**TO DO**
For each record below, write an exact copy.

(Natural-language object grounding data)
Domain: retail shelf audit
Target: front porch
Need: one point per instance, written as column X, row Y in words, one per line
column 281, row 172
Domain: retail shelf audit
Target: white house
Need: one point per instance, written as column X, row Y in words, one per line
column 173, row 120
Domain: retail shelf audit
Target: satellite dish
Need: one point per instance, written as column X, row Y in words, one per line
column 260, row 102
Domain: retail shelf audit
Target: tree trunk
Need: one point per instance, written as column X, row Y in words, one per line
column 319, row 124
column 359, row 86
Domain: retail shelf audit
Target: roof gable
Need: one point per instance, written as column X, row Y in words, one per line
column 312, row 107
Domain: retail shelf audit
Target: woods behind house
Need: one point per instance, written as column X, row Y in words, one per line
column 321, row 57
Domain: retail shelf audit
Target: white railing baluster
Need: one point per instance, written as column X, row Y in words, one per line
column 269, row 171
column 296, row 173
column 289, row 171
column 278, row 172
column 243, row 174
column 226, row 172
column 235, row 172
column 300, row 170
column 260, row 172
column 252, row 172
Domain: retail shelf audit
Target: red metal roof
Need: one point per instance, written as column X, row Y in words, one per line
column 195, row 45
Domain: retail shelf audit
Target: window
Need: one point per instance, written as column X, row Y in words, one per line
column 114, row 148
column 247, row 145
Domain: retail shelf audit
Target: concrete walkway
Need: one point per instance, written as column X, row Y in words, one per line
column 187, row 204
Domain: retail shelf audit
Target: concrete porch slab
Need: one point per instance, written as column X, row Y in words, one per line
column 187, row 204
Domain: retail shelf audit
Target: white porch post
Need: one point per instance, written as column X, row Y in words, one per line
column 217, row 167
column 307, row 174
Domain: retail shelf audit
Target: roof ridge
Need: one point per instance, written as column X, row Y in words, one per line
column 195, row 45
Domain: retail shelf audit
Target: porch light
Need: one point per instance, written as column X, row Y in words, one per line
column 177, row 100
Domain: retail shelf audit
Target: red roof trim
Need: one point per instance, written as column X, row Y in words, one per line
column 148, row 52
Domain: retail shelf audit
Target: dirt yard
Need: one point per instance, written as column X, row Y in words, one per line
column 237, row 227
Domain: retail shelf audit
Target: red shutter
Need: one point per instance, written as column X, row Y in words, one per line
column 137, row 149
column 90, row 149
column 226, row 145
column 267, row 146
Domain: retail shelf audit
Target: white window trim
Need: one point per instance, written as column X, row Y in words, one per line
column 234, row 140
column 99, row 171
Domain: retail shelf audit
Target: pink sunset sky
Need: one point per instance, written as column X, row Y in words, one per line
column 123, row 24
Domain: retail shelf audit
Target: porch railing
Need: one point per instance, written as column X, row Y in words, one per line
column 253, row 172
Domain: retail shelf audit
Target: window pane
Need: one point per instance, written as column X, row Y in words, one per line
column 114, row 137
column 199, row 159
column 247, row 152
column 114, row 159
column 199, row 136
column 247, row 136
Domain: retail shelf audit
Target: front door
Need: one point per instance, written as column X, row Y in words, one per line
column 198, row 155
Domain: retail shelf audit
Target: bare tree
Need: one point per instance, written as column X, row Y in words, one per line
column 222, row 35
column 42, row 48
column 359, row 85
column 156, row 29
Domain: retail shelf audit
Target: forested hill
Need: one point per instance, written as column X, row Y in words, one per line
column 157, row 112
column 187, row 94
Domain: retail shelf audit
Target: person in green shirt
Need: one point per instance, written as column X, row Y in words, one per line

**ANSWER TO THIS PROBLEM**
Domain: retail shelf audit
Target: front porch
Need: one point per instance, written as column X, row Y in words, one per line
column 281, row 172
Domain: retail shelf audit
Target: white house
Need: one point per instance, written as column X, row Y in words, one per line
column 173, row 120
Domain: retail shelf audit
Target: satellite dish
Need: one point per instance, written as column X, row Y in words, one per line
column 260, row 102
Domain: retail shelf audit
Target: tree trunk
Need: one point per instance, written as column X, row Y in words, one per line
column 319, row 124
column 359, row 86
Domain: retail shelf audit
Target: roof gable
Need: one point per instance, written as column X, row Y in words, one per line
column 312, row 107
Domain: retail shelf audit
Target: woods behind house
Need: one point per instance, written as column X, row Y in words, one per line
column 321, row 57
Domain: retail shelf audit
Target: white railing baluster
Need: one point per instance, written as column X, row Y in words, one per line
column 269, row 171
column 296, row 173
column 289, row 171
column 278, row 172
column 243, row 174
column 226, row 172
column 235, row 172
column 300, row 170
column 260, row 172
column 252, row 172
Domain: retail shelf audit
Target: red metal roof
Need: one point per instance, written as column X, row Y in words, one per line
column 195, row 45
Domain: retail shelf audit
Target: window
Need: one point per instance, written as column X, row Y in words, one per line
column 114, row 148
column 247, row 145
Domain: retail shelf audit
Target: concrete walkway
Need: one point per instance, written as column X, row Y in words, one per line
column 187, row 204
Domain: retail shelf audit
Target: concrete porch slab
Need: one point per instance, written as column X, row Y in words, one per line
column 187, row 204
Domain: retail shelf audit
Target: white porch post
Need: one point per instance, written as column X, row Y in words, one per line
column 217, row 167
column 307, row 174
Domain: retail shelf audit
Target: roof ridge
Need: one point per instance, written as column X, row Y in words, one per line
column 195, row 45
Domain: retail shelf audit
Target: porch light
Need: one point per instance, written as column X, row Y in words, one per line
column 177, row 100
Domain: retail shelf audit
Target: red roof trim
Need: one point per instance, written as column X, row Y in words, one per line
column 148, row 52
Domain: retail shelf audit
Target: dirt yard
Need: one point per instance, written as column X, row Y in words, one per line
column 237, row 227
Domain: retail shelf audit
Target: red shutter
Need: one point per instance, written as column X, row Y in words, one per line
column 137, row 149
column 90, row 149
column 226, row 145
column 267, row 146
Domain: retail shelf audit
Target: white window trim
Need: one point per instance, written as column X, row Y in words, one per line
column 234, row 140
column 99, row 171
Domain: retail shelf audit
Target: pink sunset sky
Need: one point per instance, written as column X, row Y in words, one per line
column 123, row 24
Domain: retail shelf audit
Target: porch railing
Need: one point per instance, written as column X, row Y in words, one per line
column 253, row 172
Domain: retail shelf audit
Target: window pane
Need: one point per instance, written as column X, row Y in words, one per line
column 114, row 137
column 199, row 159
column 247, row 152
column 114, row 159
column 199, row 136
column 247, row 136
Domain: retail shelf audit
Target: front door
Need: one point per instance, written as column X, row Y in words, one per line
column 198, row 155
Domain: retail shelf audit
Target: bare tree
Need: one point per instance, written as column X, row Y in words, one per line
column 222, row 35
column 42, row 48
column 359, row 85
column 156, row 29
Domain: retail shelf audit
Target: forested hill
Need: one point per instance, written as column X, row Y in words, one per line
column 157, row 112
column 187, row 94
Domain: retail shelf audit
Target: person in green shirt
Need: one point per instance, written as column X, row Y in words, one per line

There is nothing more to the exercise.